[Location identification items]

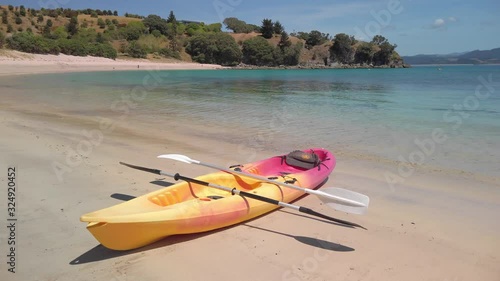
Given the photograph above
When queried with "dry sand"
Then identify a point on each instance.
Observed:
(14, 62)
(434, 227)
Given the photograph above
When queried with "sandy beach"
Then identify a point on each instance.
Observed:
(14, 62)
(431, 227)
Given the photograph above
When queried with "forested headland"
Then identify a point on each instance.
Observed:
(104, 33)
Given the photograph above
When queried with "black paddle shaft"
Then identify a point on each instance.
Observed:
(234, 191)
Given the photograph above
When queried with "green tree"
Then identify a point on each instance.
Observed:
(379, 40)
(214, 27)
(364, 53)
(171, 18)
(101, 23)
(291, 55)
(5, 19)
(342, 48)
(22, 11)
(72, 26)
(136, 50)
(238, 26)
(315, 38)
(384, 55)
(267, 28)
(278, 28)
(172, 31)
(156, 33)
(284, 41)
(134, 30)
(257, 51)
(100, 38)
(216, 48)
(2, 39)
(60, 33)
(154, 22)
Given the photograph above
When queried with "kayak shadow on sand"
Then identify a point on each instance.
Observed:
(100, 253)
(314, 242)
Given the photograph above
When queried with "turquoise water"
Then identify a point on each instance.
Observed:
(379, 112)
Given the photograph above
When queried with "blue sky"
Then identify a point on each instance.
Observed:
(416, 26)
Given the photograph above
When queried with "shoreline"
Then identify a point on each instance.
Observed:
(433, 217)
(18, 63)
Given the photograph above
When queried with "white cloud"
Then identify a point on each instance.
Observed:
(438, 23)
(441, 23)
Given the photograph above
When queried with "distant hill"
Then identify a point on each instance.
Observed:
(475, 57)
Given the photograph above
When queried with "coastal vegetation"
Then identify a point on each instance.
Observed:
(105, 33)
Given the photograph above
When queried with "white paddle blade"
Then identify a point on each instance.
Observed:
(350, 201)
(179, 157)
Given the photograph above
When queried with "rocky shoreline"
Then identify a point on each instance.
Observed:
(320, 66)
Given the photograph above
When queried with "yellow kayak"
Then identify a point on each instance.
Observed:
(188, 207)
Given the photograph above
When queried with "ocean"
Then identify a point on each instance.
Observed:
(445, 117)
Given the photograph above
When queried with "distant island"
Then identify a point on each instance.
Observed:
(474, 57)
(104, 33)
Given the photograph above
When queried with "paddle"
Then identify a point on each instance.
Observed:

EXERCISE TASK »
Leave out the pictures and output every record above precisely as given.

RESPONSE TO THE TASK »
Given the photograph above
When queried with "dry sand"
Then identify a point on each instance.
Observed:
(14, 62)
(434, 227)
Given the photograph above
When queried with "sandy beach"
Then identify a point on each instance.
Observed:
(14, 62)
(431, 227)
Given the photograph above
When queried with "forested headland"
Then identify a point on each instance.
Observed:
(104, 33)
Given the photograph above
When queried with "black paddle shaft"
Then identify a point on each instance.
Observed:
(234, 191)
Given the photograph above
When queried with "green tree"
Then identify a point on each instance.
Observed:
(379, 40)
(214, 27)
(364, 53)
(171, 18)
(101, 23)
(291, 55)
(5, 19)
(342, 48)
(22, 11)
(72, 26)
(136, 50)
(238, 26)
(315, 38)
(384, 55)
(267, 28)
(278, 28)
(172, 31)
(156, 33)
(284, 41)
(134, 30)
(257, 51)
(100, 38)
(216, 48)
(2, 39)
(60, 33)
(154, 22)
Given the photograph above
When queried with "kayak shadow on sand"
Then identify a point on each instance.
Observed:
(100, 253)
(314, 242)
Given the photograph above
When queried with "turquoise water"
Then identify a point on each instance.
Observed:
(379, 112)
Given the photograph above
When queried with "blue sky"
Then identify a point on each instance.
Observed:
(416, 26)
Given the photograph above
When queried with "shoreline"
Then identify a point on each instance.
Observed:
(433, 217)
(18, 63)
Given the photograph above
When queried with "white cloud"
Then identify a point on each instance.
Observed:
(438, 23)
(441, 23)
Given the photograph above
When queried with "distant hill"
Then identify a point on each instance.
Observed:
(475, 57)
Given the photograph above
When queried with "coastal vegetation"
Then identify a point on each instance.
Observed:
(105, 33)
Given the photograph above
When queried with "white paddle blade"
Then identify a point on each instance.
Observed:
(350, 201)
(179, 157)
Given the photograph above
When queried with "rocky shoreline"
Then identify a point on each instance.
Observed:
(320, 66)
Given the photograph above
When queried with "yellow kayak"
Then identify a point on each instance.
Observed:
(188, 207)
Given the photograph above
When queried with "ocean"
Then identify a point on each instance.
Observed:
(445, 117)
Given the photograph above
When queried with "distant island"
Then identify a point on each instance.
Observed:
(474, 57)
(104, 33)
Given the photograph above
When queried with "paddle"
Then identify a point on each instance.
Observed:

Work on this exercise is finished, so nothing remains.